EXERCISE: Nothing but the lines from the one with "Place one keypoint on each instance of the brick" through the end of the listing should be reproduced, each exactly and with pictures omitted.

INPUT DATA:
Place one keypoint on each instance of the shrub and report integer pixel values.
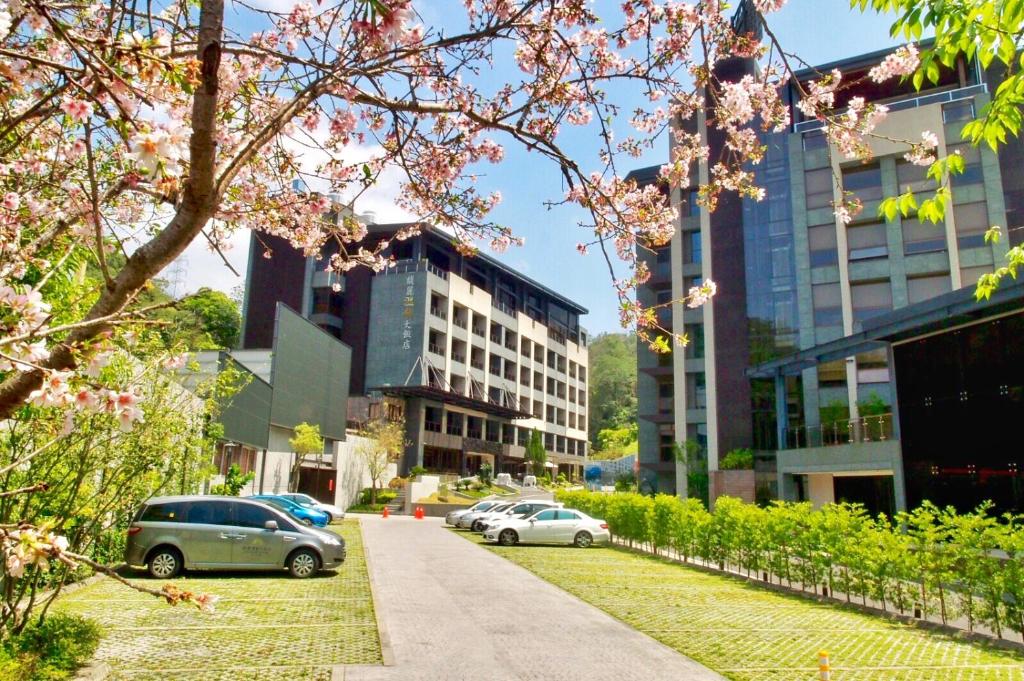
(233, 481)
(383, 497)
(49, 650)
(968, 565)
(741, 459)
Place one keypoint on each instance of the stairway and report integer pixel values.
(397, 505)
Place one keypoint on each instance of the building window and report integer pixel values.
(957, 111)
(832, 374)
(694, 338)
(693, 250)
(923, 237)
(972, 223)
(454, 423)
(815, 140)
(870, 299)
(666, 443)
(432, 419)
(697, 397)
(970, 275)
(818, 187)
(827, 305)
(863, 181)
(821, 243)
(326, 301)
(866, 242)
(690, 207)
(911, 177)
(872, 367)
(923, 288)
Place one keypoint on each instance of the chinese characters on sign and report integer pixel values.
(407, 313)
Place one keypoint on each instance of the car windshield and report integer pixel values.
(283, 504)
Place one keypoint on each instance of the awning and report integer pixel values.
(440, 395)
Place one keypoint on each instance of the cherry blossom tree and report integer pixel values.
(130, 130)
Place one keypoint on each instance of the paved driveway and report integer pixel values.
(452, 610)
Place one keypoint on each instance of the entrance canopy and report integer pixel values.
(939, 313)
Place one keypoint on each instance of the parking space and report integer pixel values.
(751, 633)
(454, 611)
(265, 626)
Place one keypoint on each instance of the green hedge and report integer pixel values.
(949, 564)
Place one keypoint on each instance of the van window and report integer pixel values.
(209, 513)
(173, 512)
(251, 515)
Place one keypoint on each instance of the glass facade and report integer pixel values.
(771, 279)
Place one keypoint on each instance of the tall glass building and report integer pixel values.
(770, 365)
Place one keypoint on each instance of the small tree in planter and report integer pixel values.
(307, 440)
(536, 454)
(385, 439)
(484, 474)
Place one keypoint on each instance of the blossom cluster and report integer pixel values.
(902, 61)
(30, 546)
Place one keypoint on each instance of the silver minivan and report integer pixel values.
(169, 534)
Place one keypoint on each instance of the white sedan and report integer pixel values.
(553, 525)
(307, 501)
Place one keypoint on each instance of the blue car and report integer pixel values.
(303, 514)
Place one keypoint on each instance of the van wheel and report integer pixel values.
(165, 562)
(583, 540)
(303, 563)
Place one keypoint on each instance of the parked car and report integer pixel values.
(307, 516)
(468, 521)
(171, 534)
(453, 516)
(333, 511)
(520, 510)
(553, 525)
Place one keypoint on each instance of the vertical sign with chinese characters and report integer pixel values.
(407, 314)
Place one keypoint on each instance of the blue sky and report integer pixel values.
(818, 31)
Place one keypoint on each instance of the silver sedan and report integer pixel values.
(471, 520)
(553, 525)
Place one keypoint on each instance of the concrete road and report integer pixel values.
(452, 610)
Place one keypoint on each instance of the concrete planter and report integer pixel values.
(737, 483)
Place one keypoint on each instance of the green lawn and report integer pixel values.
(747, 632)
(265, 626)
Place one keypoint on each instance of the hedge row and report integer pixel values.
(935, 560)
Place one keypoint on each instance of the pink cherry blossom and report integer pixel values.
(77, 110)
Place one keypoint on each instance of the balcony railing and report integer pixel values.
(846, 431)
(908, 102)
(403, 266)
(508, 309)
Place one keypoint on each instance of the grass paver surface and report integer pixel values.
(266, 626)
(745, 632)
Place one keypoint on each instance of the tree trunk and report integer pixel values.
(199, 201)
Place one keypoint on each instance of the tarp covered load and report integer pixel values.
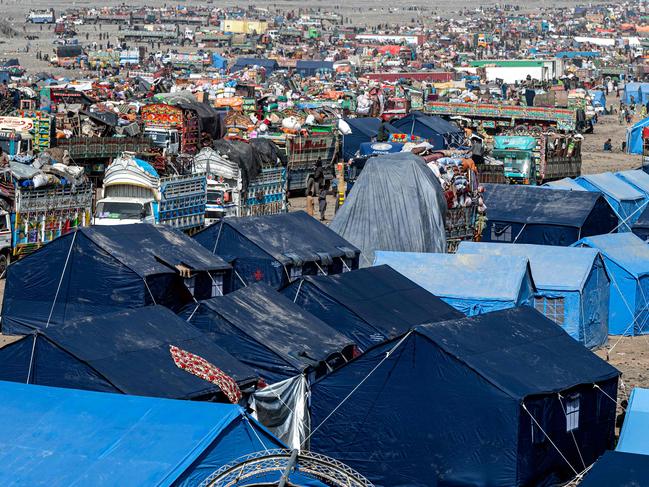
(437, 131)
(100, 269)
(128, 352)
(397, 203)
(369, 305)
(477, 381)
(543, 216)
(633, 436)
(277, 249)
(626, 201)
(619, 469)
(634, 142)
(572, 286)
(627, 262)
(71, 437)
(363, 129)
(270, 333)
(472, 284)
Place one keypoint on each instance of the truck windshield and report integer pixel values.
(515, 161)
(214, 196)
(122, 211)
(159, 139)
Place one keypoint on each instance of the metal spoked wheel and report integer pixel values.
(255, 469)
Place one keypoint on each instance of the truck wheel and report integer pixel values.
(4, 262)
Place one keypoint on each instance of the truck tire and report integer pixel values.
(4, 262)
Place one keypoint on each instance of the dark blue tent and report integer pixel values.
(270, 333)
(312, 68)
(440, 133)
(641, 226)
(70, 437)
(269, 65)
(369, 305)
(543, 216)
(618, 469)
(125, 352)
(364, 129)
(101, 269)
(277, 249)
(454, 401)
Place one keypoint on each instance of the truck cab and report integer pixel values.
(518, 156)
(166, 139)
(124, 211)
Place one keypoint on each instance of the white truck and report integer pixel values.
(133, 192)
(226, 195)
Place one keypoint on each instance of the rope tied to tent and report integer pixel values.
(58, 288)
(572, 433)
(550, 440)
(387, 355)
(596, 386)
(218, 236)
(297, 293)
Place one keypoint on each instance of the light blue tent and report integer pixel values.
(633, 437)
(472, 284)
(634, 137)
(627, 262)
(565, 183)
(636, 178)
(56, 436)
(572, 287)
(626, 201)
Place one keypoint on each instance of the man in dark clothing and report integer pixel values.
(318, 178)
(322, 203)
(477, 151)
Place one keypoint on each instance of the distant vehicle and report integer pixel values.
(135, 193)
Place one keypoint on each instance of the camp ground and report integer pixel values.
(515, 378)
(369, 305)
(140, 265)
(626, 201)
(92, 354)
(572, 285)
(525, 214)
(480, 283)
(627, 263)
(277, 249)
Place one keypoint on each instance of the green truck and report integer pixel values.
(538, 159)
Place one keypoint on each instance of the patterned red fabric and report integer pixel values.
(202, 368)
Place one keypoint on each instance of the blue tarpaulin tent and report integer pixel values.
(626, 201)
(71, 437)
(565, 183)
(277, 249)
(437, 131)
(627, 262)
(268, 332)
(633, 436)
(369, 305)
(572, 287)
(639, 92)
(313, 67)
(641, 225)
(269, 65)
(100, 269)
(364, 129)
(634, 137)
(476, 381)
(618, 469)
(544, 216)
(126, 352)
(472, 284)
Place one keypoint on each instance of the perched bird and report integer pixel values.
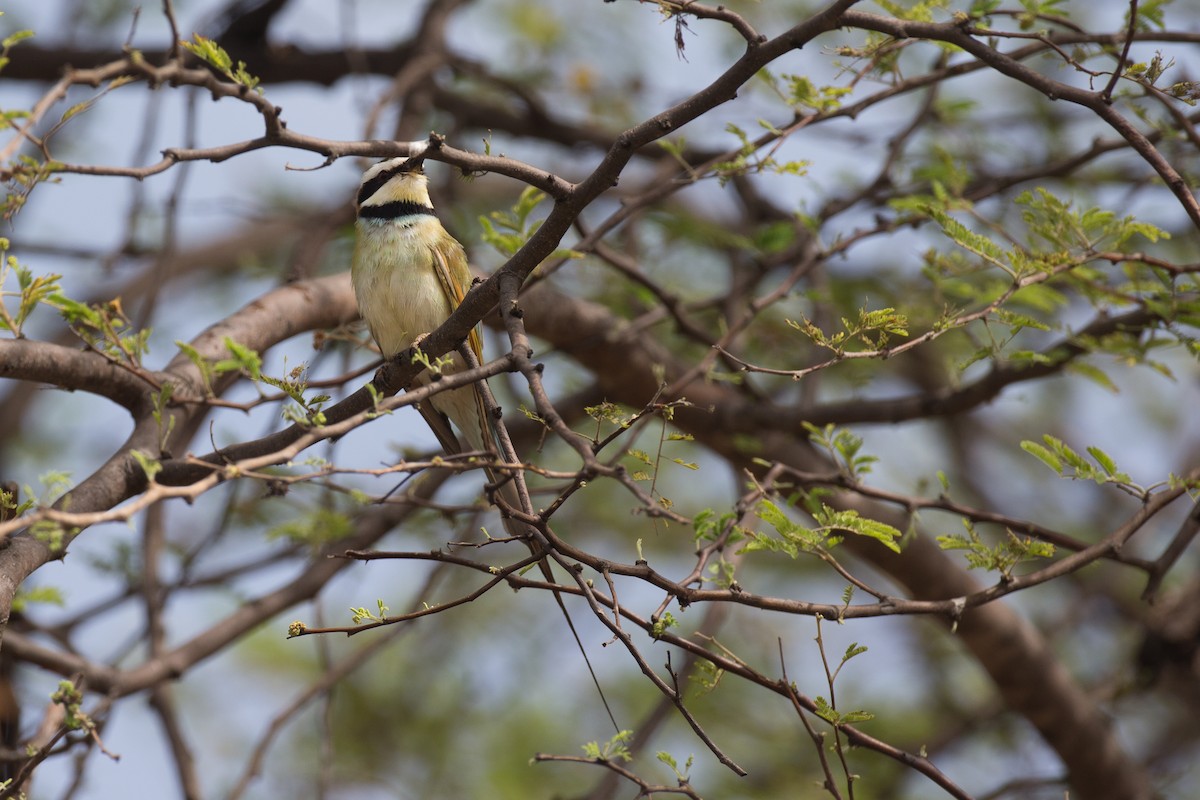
(409, 274)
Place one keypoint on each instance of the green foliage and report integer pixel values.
(835, 717)
(999, 558)
(664, 624)
(682, 775)
(31, 290)
(161, 401)
(105, 328)
(361, 614)
(215, 55)
(871, 330)
(832, 524)
(25, 597)
(799, 91)
(844, 447)
(749, 161)
(71, 699)
(922, 11)
(9, 42)
(1067, 462)
(615, 750)
(709, 525)
(307, 410)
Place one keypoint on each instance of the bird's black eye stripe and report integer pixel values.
(395, 210)
(377, 182)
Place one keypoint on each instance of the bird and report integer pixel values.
(409, 275)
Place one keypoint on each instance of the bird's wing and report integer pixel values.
(454, 275)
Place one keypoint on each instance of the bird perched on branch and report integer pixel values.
(409, 275)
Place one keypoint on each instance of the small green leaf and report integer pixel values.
(1042, 455)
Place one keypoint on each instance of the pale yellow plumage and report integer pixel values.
(409, 274)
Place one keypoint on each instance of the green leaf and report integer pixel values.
(1042, 455)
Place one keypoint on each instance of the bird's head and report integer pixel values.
(391, 185)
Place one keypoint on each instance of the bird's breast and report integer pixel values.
(395, 282)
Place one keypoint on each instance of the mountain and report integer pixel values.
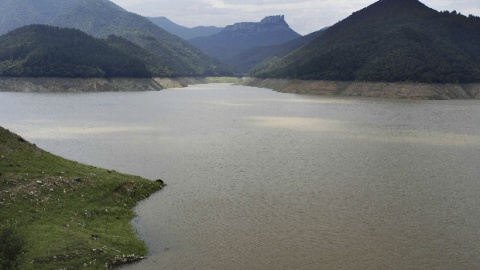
(47, 51)
(260, 57)
(239, 37)
(182, 31)
(390, 40)
(101, 18)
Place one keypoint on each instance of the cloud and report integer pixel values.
(304, 16)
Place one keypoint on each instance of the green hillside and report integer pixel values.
(259, 57)
(102, 18)
(236, 38)
(47, 51)
(182, 31)
(59, 214)
(391, 40)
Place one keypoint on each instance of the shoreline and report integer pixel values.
(66, 214)
(397, 90)
(72, 85)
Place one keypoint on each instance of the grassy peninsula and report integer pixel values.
(60, 214)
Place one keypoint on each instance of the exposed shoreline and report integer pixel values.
(398, 90)
(43, 84)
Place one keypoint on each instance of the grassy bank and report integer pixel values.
(400, 90)
(69, 215)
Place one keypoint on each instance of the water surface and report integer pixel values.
(265, 180)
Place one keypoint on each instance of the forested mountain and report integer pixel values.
(182, 31)
(47, 51)
(260, 57)
(390, 40)
(101, 18)
(239, 37)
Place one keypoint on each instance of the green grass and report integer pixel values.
(57, 205)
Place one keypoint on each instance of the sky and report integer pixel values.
(303, 16)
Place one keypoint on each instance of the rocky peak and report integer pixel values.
(268, 24)
(274, 19)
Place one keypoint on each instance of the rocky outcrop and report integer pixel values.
(9, 84)
(268, 24)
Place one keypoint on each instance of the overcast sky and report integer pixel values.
(303, 16)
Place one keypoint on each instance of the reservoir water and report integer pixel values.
(265, 180)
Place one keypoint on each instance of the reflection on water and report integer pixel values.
(264, 180)
(297, 123)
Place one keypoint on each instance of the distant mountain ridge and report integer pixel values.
(239, 37)
(47, 51)
(101, 18)
(182, 31)
(389, 41)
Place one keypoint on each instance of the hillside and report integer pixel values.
(259, 57)
(46, 51)
(59, 214)
(102, 18)
(390, 40)
(239, 37)
(182, 31)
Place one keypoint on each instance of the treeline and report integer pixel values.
(47, 51)
(389, 41)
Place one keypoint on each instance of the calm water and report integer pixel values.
(264, 180)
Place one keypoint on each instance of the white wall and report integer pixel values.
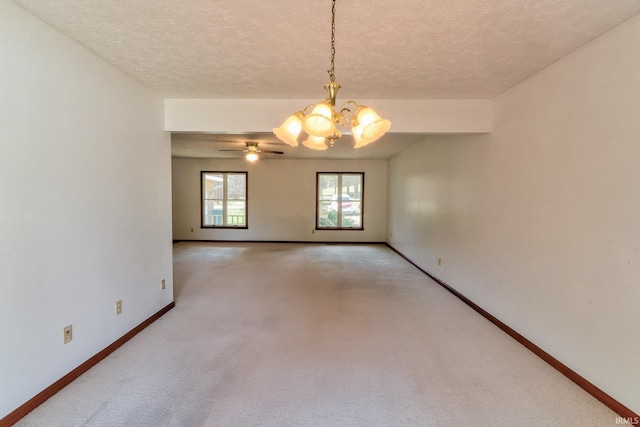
(281, 199)
(538, 222)
(85, 205)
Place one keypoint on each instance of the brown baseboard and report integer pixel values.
(45, 394)
(603, 397)
(306, 242)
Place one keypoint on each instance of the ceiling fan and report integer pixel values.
(252, 150)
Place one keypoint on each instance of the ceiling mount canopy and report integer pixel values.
(321, 123)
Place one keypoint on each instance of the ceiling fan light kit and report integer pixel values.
(321, 123)
(251, 151)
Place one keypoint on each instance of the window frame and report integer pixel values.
(339, 199)
(225, 225)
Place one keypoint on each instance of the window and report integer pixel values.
(339, 200)
(224, 199)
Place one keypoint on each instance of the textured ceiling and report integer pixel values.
(280, 49)
(402, 49)
(208, 146)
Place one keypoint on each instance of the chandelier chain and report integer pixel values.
(331, 72)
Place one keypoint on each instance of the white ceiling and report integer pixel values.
(402, 49)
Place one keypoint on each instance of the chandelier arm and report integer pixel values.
(304, 110)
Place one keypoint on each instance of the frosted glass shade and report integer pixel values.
(373, 127)
(320, 122)
(357, 136)
(290, 129)
(315, 143)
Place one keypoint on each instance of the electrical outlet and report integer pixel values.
(68, 334)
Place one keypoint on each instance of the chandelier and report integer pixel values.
(321, 123)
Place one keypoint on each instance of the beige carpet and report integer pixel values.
(317, 335)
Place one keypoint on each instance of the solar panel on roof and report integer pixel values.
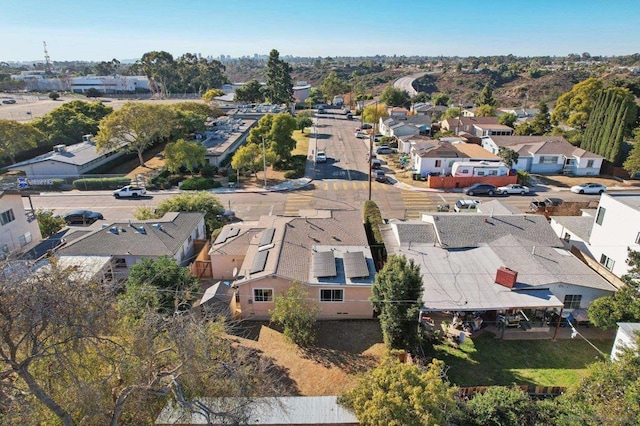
(355, 265)
(324, 264)
(267, 236)
(259, 262)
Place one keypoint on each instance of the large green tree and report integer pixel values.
(332, 86)
(136, 126)
(177, 288)
(250, 92)
(486, 96)
(398, 394)
(624, 304)
(69, 122)
(296, 312)
(397, 297)
(181, 153)
(279, 86)
(574, 106)
(16, 138)
(611, 119)
(394, 96)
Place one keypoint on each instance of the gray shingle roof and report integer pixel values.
(579, 225)
(175, 229)
(472, 230)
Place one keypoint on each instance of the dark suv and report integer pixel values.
(481, 188)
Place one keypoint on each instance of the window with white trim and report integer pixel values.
(331, 295)
(606, 261)
(7, 216)
(262, 294)
(572, 301)
(600, 215)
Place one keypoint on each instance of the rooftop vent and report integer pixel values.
(506, 277)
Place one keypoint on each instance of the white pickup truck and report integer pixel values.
(129, 191)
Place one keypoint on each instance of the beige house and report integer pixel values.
(327, 251)
(18, 231)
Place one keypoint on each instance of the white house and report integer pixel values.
(126, 243)
(433, 156)
(625, 338)
(18, 231)
(616, 228)
(67, 161)
(546, 154)
(460, 256)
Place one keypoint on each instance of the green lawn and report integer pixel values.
(487, 360)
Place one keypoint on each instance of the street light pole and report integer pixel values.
(264, 162)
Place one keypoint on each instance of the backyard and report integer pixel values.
(347, 348)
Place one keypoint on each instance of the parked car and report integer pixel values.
(513, 188)
(589, 188)
(547, 204)
(466, 206)
(129, 191)
(480, 188)
(385, 149)
(379, 176)
(82, 217)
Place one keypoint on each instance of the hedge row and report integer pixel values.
(101, 183)
(199, 183)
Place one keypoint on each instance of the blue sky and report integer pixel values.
(125, 29)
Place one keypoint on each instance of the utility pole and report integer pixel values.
(264, 162)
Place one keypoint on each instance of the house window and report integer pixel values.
(607, 262)
(572, 301)
(263, 294)
(548, 160)
(332, 295)
(119, 262)
(7, 217)
(25, 239)
(600, 215)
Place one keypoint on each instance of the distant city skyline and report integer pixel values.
(122, 29)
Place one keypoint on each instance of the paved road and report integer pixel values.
(340, 183)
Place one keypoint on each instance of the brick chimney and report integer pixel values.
(506, 277)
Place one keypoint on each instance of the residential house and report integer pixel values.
(19, 231)
(475, 126)
(67, 161)
(607, 235)
(124, 244)
(404, 127)
(546, 154)
(433, 156)
(494, 263)
(326, 251)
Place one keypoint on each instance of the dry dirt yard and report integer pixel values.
(344, 350)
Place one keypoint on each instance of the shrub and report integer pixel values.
(200, 183)
(524, 178)
(88, 184)
(293, 174)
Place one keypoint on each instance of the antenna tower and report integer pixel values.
(47, 59)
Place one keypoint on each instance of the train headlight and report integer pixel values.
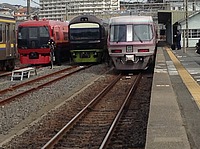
(116, 51)
(143, 50)
(74, 55)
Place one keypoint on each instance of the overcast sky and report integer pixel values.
(20, 2)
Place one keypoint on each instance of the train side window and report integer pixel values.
(57, 36)
(65, 34)
(1, 33)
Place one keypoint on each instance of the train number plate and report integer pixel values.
(129, 49)
(85, 55)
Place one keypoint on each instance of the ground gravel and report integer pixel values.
(17, 111)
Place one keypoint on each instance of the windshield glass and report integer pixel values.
(124, 33)
(84, 31)
(33, 37)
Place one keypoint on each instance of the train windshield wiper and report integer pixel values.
(121, 38)
(138, 37)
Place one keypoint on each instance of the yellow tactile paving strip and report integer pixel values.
(190, 83)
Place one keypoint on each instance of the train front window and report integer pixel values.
(128, 33)
(33, 37)
(142, 32)
(85, 31)
(118, 33)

RESULT OF THIS EXERCISE:
Place one keypoint on each instance of the brick chimney and report integer pixel values.
(506, 277)
Place one keypoint on each instance of the residential house and report integer pixel values.
(19, 231)
(475, 126)
(67, 161)
(607, 235)
(124, 244)
(404, 127)
(546, 154)
(433, 156)
(494, 263)
(326, 251)
Place one keypoint on each instance of the dry dirt yard and report integer pixel values.
(344, 350)
Place one keypoint on each instance of the shrub and report integer pixel values.
(200, 183)
(524, 178)
(88, 184)
(293, 174)
Place one keypoint on each instance of the antenna tower and report integer pixel values.
(47, 59)
Place one keypoint on each instance of the train headlight and report integer pixel values.
(116, 51)
(143, 50)
(74, 55)
Place one keypoint on each instance of the overcast sky and report integer pixel values.
(20, 2)
Place one keypoint on each instance of the train side window and report integer pixel values.
(57, 36)
(65, 34)
(1, 33)
Place one keypoint on each instance of the train number plate and report integer pixel values.
(129, 49)
(85, 55)
Place one keypoint on each instance of the ground gravel and report integer pixel values.
(17, 111)
Place one keypoint on each instance of the windshield glass and report integer pixel values.
(124, 33)
(84, 31)
(33, 37)
Place one keypoint on each instance of the train windshield wiper and report integer pixel values.
(121, 38)
(138, 37)
Place one keypoint on each instance of the yellow tactile paving strip and report integer pixel values.
(190, 83)
Place one keypoint on each instance of the train front window and report integer pixel values.
(128, 33)
(33, 37)
(142, 32)
(85, 31)
(118, 33)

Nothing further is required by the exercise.